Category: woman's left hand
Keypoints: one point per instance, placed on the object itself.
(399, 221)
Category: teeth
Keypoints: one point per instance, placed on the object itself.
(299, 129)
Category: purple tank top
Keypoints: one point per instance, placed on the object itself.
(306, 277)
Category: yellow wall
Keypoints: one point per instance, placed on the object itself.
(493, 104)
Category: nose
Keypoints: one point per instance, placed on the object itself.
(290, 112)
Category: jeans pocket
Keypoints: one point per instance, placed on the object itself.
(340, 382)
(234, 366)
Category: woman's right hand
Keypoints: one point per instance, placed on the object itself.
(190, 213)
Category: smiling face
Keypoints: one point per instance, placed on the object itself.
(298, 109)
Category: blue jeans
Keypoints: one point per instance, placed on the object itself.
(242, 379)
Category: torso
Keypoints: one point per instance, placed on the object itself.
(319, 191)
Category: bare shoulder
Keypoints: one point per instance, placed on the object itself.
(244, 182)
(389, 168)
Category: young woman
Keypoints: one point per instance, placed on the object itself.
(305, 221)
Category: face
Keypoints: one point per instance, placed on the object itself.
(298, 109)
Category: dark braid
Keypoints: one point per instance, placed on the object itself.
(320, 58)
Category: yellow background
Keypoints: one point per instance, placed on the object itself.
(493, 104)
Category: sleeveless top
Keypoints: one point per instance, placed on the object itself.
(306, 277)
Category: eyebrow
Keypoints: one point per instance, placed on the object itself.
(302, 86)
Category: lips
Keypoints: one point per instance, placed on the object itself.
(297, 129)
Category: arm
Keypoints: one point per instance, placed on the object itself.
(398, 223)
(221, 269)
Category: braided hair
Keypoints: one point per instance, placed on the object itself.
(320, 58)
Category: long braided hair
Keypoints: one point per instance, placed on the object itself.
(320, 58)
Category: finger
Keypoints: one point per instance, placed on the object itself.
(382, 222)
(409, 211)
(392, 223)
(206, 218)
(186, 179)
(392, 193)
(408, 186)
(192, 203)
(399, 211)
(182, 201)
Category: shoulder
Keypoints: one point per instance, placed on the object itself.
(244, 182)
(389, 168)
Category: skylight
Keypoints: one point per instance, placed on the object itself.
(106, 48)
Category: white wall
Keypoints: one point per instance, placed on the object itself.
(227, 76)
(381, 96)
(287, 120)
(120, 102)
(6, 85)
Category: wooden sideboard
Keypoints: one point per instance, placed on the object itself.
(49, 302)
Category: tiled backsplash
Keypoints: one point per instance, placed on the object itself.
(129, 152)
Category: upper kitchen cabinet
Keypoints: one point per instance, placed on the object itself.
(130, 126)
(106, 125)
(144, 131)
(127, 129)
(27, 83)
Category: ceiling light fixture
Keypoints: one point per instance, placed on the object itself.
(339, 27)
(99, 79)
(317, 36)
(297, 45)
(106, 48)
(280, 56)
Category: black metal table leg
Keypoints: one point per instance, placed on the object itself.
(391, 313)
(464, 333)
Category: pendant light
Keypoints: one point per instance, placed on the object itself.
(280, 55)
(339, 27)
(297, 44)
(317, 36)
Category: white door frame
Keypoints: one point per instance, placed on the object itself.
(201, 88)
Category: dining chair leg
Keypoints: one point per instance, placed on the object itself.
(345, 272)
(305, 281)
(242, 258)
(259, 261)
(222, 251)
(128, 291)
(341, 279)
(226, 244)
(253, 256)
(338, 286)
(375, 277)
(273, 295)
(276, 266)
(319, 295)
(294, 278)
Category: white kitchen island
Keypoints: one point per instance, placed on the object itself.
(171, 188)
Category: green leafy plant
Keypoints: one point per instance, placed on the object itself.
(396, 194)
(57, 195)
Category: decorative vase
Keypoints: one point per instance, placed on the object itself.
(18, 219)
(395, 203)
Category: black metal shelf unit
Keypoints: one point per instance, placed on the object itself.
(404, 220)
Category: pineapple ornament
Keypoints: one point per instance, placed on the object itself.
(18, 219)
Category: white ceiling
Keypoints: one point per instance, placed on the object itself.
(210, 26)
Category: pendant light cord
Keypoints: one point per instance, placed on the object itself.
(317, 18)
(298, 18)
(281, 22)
====================
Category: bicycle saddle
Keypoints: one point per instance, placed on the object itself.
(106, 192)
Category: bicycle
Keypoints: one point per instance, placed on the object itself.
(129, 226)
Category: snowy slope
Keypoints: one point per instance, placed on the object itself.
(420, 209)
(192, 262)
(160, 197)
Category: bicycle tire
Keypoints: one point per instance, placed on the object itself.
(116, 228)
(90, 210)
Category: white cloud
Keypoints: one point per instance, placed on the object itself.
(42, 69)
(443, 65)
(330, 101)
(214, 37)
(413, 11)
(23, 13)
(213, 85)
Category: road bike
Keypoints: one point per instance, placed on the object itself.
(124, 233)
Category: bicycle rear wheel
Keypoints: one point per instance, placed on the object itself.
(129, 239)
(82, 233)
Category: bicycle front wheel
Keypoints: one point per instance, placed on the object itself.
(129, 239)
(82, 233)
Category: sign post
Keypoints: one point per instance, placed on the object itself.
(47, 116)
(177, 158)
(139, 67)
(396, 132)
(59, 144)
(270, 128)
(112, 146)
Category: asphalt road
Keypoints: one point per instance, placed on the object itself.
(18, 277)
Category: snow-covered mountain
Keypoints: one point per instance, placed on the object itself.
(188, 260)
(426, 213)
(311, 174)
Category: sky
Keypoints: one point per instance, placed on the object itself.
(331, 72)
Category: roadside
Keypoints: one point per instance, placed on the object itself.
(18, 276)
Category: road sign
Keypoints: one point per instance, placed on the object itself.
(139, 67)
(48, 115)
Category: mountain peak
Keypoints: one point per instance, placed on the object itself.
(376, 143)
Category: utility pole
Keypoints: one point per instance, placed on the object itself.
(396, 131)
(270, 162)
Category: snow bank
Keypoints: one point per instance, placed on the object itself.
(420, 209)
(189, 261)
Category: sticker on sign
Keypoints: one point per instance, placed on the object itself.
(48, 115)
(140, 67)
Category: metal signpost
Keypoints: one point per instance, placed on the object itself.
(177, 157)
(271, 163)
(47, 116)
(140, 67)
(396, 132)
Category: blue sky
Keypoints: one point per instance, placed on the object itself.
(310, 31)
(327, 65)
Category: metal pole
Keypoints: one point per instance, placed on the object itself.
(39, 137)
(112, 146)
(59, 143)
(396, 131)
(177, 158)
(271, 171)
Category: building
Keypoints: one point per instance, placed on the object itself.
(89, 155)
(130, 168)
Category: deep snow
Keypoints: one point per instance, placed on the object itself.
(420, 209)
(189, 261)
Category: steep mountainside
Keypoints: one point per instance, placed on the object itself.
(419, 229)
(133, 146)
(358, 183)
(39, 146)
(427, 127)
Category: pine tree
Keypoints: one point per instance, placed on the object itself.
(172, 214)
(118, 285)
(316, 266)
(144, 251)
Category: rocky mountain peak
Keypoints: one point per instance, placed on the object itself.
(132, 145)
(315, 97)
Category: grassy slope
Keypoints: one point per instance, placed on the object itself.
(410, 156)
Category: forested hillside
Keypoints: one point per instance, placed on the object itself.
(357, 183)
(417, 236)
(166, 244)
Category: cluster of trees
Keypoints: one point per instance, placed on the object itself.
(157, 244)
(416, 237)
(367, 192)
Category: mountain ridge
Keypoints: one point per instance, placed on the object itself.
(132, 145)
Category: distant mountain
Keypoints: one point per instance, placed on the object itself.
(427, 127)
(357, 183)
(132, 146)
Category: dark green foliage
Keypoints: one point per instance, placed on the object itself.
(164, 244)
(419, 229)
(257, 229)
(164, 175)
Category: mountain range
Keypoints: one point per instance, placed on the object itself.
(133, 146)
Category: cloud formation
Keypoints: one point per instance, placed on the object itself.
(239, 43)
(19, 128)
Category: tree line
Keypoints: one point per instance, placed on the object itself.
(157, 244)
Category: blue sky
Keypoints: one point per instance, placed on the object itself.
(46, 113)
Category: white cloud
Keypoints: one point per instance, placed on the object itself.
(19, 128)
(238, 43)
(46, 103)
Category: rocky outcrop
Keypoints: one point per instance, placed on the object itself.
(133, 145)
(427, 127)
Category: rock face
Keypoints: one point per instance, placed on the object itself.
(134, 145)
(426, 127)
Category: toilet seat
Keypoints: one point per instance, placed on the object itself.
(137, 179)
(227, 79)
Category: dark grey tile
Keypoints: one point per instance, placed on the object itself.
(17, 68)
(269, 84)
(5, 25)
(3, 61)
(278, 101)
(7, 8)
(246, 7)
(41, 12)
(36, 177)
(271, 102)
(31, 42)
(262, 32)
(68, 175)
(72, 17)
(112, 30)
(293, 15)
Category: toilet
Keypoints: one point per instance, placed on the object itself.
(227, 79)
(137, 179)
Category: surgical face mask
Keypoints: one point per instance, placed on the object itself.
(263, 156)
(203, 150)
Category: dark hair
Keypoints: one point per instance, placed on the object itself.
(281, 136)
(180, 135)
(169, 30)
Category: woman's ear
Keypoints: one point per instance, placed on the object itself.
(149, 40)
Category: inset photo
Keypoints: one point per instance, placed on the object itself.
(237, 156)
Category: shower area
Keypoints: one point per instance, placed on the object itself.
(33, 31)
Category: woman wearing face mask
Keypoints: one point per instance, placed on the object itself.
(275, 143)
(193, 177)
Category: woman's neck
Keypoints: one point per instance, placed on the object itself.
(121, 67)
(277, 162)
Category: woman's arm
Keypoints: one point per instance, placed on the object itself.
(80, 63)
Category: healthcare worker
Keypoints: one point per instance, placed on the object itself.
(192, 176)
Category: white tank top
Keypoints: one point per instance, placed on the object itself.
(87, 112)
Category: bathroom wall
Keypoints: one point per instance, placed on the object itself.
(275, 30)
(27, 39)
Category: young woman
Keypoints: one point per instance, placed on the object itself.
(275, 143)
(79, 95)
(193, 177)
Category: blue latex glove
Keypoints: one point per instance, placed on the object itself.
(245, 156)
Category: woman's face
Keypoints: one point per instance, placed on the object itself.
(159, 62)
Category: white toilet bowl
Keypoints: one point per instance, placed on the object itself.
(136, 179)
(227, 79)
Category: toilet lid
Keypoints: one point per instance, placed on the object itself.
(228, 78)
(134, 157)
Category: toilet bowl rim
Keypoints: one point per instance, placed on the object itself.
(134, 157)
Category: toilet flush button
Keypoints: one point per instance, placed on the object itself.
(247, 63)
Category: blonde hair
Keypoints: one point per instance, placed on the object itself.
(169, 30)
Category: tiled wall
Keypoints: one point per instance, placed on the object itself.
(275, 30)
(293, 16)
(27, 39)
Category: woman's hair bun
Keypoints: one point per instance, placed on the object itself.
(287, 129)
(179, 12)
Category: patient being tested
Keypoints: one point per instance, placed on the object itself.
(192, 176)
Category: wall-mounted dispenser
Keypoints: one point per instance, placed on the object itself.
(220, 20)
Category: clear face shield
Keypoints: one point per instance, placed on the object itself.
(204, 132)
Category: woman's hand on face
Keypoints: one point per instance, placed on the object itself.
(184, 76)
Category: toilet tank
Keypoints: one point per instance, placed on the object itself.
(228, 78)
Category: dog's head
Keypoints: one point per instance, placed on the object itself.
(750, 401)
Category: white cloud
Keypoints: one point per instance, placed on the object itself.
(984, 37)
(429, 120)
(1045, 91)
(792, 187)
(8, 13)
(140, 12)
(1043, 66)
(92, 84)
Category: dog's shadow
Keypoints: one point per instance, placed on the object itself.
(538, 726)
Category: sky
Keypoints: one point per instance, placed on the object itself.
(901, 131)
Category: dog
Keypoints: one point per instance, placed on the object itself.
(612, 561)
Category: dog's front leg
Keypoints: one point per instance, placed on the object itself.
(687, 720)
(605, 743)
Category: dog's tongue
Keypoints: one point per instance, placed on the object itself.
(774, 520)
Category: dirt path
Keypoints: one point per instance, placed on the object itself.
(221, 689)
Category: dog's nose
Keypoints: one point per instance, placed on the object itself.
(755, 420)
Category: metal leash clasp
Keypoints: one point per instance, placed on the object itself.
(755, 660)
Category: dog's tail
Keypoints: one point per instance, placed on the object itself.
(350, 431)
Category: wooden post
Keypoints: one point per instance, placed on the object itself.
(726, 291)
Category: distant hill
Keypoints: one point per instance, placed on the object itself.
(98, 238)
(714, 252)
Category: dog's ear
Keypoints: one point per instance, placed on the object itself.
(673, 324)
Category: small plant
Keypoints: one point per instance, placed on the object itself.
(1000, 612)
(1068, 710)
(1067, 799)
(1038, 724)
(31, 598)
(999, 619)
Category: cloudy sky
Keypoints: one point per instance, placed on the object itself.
====================
=== EXERCISE DETAILS ===
Find each line of the records above that contains the word "pole" and copy those lines out.

=== EXERCISE RESPONSE ===
Category: utility pole
Category: metal pole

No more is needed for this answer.